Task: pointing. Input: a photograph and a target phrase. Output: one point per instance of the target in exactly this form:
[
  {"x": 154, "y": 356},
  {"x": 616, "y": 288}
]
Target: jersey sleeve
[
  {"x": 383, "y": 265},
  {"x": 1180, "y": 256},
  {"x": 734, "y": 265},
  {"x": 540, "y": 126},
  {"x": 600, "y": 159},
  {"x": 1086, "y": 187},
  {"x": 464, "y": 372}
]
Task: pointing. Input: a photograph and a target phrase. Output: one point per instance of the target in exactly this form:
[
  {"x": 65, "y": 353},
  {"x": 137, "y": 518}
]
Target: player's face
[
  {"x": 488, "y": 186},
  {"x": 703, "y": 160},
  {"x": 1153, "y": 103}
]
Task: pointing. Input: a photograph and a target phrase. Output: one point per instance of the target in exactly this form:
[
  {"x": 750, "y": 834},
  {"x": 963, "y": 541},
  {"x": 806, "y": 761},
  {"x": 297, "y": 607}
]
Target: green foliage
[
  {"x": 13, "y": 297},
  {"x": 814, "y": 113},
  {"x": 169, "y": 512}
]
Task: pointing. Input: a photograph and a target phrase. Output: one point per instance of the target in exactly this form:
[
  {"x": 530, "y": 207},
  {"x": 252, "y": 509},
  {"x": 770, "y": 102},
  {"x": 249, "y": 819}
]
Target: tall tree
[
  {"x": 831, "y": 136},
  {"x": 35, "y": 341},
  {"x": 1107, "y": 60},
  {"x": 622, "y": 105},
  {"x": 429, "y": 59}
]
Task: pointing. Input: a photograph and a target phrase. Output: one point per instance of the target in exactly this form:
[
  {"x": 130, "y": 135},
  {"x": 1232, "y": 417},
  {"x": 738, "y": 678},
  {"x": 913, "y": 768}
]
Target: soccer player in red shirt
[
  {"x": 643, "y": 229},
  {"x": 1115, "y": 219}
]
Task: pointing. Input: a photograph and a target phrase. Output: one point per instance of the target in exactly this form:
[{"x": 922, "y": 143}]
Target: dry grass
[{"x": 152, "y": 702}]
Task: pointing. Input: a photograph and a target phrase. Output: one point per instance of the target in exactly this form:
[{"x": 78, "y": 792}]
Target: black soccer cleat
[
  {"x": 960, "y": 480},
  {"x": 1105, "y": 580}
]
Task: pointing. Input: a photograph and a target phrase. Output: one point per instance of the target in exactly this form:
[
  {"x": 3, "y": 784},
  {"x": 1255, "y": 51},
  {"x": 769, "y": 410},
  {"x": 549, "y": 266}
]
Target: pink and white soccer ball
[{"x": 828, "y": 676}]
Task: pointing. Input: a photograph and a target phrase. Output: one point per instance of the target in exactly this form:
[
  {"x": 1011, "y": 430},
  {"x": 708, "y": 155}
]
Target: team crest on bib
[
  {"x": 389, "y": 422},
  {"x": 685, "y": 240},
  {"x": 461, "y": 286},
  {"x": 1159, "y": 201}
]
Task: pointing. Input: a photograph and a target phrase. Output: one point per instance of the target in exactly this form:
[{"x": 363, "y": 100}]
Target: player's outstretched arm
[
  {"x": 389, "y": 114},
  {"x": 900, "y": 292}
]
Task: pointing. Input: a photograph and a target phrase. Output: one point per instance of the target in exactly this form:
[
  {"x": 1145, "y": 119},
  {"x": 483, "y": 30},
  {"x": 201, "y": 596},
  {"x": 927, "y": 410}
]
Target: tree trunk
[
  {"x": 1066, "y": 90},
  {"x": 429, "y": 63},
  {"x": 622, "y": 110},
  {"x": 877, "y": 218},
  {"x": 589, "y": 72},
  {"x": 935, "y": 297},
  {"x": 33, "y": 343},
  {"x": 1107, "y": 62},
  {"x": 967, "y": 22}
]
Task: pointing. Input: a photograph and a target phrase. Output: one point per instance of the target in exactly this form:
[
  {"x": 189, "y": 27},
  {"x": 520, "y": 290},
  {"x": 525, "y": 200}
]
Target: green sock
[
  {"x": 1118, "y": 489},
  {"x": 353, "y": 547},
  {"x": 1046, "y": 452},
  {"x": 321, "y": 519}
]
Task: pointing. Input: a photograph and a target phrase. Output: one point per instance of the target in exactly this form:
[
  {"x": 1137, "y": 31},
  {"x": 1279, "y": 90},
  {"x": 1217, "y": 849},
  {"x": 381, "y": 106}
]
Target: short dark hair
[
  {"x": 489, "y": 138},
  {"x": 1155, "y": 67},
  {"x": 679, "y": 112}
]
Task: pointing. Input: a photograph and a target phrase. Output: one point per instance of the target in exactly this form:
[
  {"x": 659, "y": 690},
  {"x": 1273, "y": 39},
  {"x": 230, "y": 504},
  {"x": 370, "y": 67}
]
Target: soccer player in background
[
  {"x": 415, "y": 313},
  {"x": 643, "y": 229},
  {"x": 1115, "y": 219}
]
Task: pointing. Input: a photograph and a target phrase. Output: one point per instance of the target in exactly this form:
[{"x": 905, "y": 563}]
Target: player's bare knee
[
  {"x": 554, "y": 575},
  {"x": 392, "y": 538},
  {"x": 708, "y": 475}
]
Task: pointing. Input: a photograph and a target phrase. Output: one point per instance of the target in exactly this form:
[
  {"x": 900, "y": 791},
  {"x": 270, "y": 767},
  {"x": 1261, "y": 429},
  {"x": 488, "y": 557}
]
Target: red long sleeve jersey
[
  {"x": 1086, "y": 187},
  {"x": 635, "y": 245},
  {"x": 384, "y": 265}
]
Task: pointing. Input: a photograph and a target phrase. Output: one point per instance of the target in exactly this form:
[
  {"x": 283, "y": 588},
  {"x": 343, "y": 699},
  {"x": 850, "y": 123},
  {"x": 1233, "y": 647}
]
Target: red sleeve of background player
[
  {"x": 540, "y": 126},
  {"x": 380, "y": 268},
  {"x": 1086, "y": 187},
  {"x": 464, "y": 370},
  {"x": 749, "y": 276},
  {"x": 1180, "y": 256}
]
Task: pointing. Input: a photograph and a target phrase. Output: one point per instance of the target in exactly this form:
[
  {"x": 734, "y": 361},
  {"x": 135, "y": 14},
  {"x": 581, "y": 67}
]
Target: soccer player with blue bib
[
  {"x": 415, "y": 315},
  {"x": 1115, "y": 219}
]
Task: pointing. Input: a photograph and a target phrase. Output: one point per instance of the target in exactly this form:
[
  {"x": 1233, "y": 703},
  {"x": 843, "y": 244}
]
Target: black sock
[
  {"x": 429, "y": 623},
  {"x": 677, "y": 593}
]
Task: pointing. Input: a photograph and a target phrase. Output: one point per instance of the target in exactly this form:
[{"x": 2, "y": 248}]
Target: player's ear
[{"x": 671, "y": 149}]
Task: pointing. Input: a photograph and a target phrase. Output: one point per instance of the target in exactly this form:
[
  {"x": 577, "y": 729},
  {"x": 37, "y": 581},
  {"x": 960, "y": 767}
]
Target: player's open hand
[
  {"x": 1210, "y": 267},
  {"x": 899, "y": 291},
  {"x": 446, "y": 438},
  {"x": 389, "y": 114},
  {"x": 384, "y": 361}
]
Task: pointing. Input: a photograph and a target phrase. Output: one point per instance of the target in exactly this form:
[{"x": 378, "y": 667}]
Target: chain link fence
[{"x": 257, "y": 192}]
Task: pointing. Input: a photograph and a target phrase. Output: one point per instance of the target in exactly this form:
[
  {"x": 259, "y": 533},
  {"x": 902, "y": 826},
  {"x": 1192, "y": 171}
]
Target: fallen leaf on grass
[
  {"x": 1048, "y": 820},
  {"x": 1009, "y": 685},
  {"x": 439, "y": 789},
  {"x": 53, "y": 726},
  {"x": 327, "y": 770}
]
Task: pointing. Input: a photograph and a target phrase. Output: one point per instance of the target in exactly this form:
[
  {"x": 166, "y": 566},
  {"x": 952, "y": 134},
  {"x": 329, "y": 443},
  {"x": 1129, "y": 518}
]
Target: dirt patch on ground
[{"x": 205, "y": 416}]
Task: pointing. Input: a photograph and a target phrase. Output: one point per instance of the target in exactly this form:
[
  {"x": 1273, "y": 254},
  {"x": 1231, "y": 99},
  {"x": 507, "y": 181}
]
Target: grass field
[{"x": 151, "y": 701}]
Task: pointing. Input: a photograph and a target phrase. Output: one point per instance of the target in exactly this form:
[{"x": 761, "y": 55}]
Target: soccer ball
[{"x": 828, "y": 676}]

* Set exercise
Which lines in the entries above contain the word "green"? Copy each one in full, and treat uppercase and lowercase as different.

* Correct response
Target: green foliage
Target: green sock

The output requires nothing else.